_TASK BRIEF:_ Begin at the start of the records and stop after the line containing "top-left (432, 370), bottom-right (594, 576)". Rewrite every line in that span, offsetting each bounding-box coordinate in the answers by adding 89 while leaving the format samples unchanged, and leave the pictures out.

_EXCERPTED RECORDS:_
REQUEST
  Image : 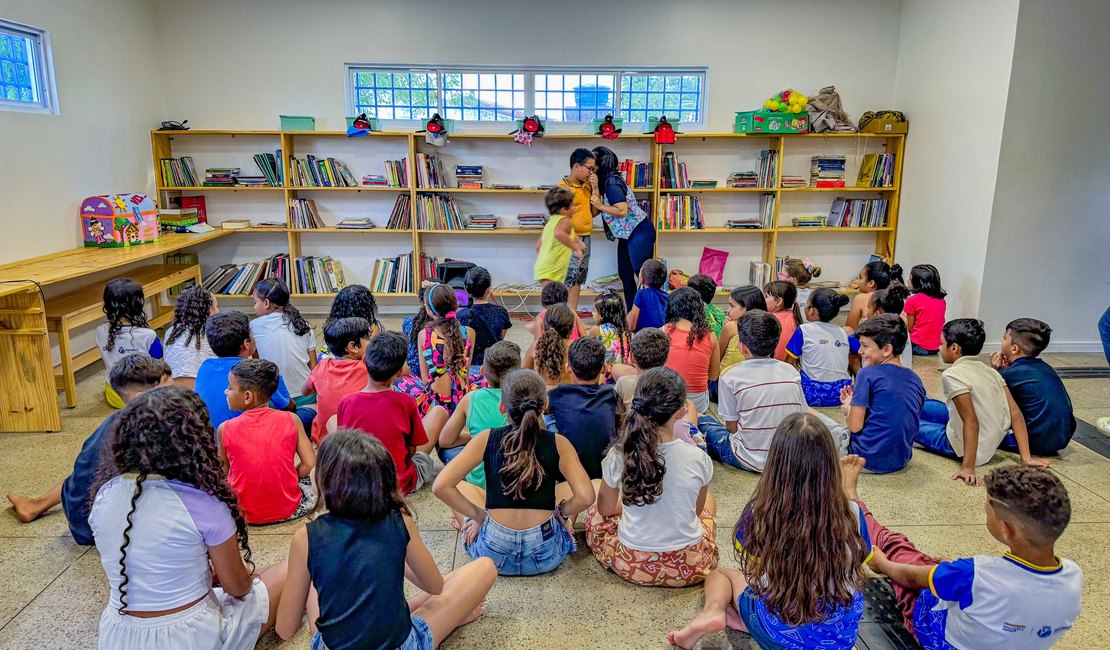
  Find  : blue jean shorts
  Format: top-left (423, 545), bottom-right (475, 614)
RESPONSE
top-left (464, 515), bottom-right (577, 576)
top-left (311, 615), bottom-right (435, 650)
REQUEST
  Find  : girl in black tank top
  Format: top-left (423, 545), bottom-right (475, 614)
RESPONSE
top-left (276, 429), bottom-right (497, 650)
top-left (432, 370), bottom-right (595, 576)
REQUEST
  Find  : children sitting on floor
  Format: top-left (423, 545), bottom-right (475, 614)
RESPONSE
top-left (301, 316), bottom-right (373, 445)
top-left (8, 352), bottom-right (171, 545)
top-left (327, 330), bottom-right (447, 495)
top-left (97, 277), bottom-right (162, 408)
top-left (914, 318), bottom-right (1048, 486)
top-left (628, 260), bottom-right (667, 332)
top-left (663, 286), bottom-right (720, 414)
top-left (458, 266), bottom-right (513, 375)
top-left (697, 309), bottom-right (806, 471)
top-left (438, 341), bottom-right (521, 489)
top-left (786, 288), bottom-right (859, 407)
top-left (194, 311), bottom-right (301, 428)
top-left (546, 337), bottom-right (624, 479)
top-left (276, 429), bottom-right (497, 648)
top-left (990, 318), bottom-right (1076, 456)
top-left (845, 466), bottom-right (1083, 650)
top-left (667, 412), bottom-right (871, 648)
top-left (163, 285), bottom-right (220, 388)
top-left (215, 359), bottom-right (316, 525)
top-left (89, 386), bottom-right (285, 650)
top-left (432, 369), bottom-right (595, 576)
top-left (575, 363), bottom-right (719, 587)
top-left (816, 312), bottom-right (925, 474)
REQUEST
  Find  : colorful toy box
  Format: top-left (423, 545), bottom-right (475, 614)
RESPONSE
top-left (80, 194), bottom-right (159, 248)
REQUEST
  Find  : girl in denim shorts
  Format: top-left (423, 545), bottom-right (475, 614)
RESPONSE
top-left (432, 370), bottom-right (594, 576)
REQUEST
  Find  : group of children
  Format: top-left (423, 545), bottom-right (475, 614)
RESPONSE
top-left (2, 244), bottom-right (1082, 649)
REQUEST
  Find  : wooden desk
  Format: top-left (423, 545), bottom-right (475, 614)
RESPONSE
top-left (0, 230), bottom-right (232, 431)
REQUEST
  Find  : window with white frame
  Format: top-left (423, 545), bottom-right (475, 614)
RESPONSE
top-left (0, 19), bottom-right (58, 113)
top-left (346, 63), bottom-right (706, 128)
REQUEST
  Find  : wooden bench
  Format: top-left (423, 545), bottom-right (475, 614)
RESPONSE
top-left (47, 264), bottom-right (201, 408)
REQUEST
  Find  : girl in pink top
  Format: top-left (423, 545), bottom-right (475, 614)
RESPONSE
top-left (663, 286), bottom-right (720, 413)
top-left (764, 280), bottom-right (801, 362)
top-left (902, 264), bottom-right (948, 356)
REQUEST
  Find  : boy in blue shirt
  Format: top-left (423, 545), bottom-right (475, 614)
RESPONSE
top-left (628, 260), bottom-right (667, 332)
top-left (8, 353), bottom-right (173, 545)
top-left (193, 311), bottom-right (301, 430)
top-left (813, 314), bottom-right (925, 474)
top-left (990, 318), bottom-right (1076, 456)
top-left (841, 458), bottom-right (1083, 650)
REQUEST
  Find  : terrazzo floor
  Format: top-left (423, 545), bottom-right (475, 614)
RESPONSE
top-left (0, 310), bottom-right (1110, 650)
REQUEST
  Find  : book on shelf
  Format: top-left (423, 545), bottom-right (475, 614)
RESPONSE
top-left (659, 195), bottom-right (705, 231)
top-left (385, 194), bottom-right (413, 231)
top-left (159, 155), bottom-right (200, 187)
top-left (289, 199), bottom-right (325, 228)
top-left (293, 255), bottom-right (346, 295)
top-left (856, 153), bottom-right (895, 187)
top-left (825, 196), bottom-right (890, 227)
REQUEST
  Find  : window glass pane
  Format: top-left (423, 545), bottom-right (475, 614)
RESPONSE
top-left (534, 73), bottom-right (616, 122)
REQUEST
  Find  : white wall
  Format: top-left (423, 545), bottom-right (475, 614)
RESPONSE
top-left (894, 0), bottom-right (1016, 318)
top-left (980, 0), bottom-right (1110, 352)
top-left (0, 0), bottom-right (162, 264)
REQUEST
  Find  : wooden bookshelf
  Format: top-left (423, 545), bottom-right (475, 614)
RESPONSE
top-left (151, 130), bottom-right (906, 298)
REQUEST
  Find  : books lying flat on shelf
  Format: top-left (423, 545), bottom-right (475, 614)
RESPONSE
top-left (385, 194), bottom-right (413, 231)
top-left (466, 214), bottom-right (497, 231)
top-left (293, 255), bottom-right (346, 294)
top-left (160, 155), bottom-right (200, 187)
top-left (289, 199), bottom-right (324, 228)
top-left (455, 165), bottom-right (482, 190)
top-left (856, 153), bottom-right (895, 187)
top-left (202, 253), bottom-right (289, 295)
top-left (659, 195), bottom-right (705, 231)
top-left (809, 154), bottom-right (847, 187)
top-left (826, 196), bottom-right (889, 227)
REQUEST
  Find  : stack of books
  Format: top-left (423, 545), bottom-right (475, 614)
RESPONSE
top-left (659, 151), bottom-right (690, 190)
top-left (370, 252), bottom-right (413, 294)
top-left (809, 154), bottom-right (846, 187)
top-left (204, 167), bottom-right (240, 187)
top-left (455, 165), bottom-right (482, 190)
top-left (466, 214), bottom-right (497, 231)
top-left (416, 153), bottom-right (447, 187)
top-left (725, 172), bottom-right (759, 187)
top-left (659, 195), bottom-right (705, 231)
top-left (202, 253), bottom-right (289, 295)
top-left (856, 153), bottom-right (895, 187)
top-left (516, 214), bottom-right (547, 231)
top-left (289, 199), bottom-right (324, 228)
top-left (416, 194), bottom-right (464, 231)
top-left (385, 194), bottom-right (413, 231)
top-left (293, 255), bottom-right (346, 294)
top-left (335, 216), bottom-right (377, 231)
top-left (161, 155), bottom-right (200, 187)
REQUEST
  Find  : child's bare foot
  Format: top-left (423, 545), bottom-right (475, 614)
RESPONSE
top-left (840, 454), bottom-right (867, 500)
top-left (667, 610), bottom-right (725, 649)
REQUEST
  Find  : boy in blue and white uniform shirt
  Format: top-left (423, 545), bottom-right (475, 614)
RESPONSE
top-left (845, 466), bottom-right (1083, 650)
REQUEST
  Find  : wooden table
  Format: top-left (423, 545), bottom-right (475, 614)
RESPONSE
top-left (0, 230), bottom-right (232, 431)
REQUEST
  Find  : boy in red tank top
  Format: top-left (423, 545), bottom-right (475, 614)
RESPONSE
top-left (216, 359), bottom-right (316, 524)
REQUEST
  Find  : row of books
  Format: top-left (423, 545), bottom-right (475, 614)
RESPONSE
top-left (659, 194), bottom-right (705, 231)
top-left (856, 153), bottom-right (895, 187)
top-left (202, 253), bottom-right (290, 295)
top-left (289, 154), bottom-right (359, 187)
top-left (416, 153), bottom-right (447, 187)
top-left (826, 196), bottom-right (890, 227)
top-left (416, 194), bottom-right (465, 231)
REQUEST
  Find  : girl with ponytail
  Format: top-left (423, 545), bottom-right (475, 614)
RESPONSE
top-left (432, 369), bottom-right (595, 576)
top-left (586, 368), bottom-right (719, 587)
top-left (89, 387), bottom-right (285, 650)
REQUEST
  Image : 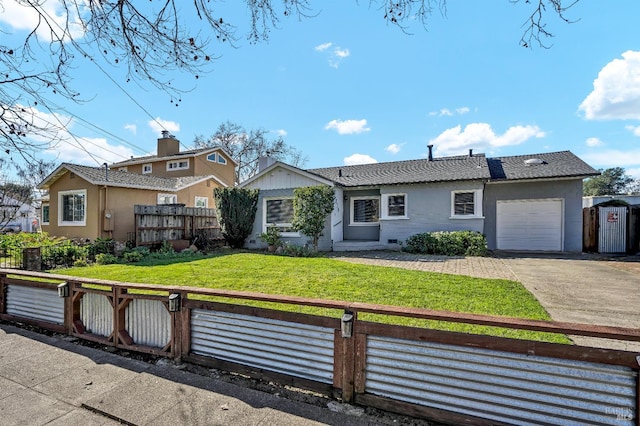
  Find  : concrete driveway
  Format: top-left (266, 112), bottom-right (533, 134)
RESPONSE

_IN RESPONSE:_
REQUEST
  Image : 
  Find  : blue jean shorts
  Format: top-left (423, 545), bottom-right (475, 614)
RESPONSE
top-left (553, 604), bottom-right (666, 665)
top-left (400, 704), bottom-right (524, 739)
REQUEST
  Find  : girl in black tank top
  Format: top-left (423, 545), bottom-right (475, 614)
RESPONSE
top-left (365, 518), bottom-right (586, 739)
top-left (521, 459), bottom-right (684, 665)
REQUEST
  Find  : children sitting on floor
  Format: top-left (423, 545), bottom-right (475, 614)
RESPONSE
top-left (390, 405), bottom-right (462, 534)
top-left (97, 441), bottom-right (260, 634)
top-left (416, 419), bottom-right (536, 584)
top-left (186, 366), bottom-right (251, 497)
top-left (1003, 407), bottom-right (1137, 575)
top-left (717, 349), bottom-right (756, 421)
top-left (752, 375), bottom-right (809, 503)
top-left (547, 355), bottom-right (602, 464)
top-left (786, 398), bottom-right (895, 560)
top-left (527, 430), bottom-right (610, 578)
top-left (875, 377), bottom-right (948, 496)
top-left (283, 400), bottom-right (390, 517)
top-left (635, 426), bottom-right (713, 568)
top-left (365, 518), bottom-right (586, 737)
top-left (1079, 407), bottom-right (1165, 545)
top-left (934, 555), bottom-right (1172, 739)
top-left (756, 501), bottom-right (960, 737)
top-left (252, 374), bottom-right (309, 477)
top-left (304, 448), bottom-right (405, 614)
top-left (178, 475), bottom-right (374, 739)
top-left (521, 458), bottom-right (684, 665)
top-left (664, 452), bottom-right (808, 676)
top-left (905, 401), bottom-right (1014, 563)
REQUEST
  Find  : colorful toy box
  Format: top-left (423, 545), bottom-right (475, 614)
RESPONSE
top-left (169, 283), bottom-right (248, 337)
REQUEST
  Find  : girl in denim shorts
  Format: top-left (423, 545), bottom-right (475, 614)
RESPONSE
top-left (521, 459), bottom-right (683, 665)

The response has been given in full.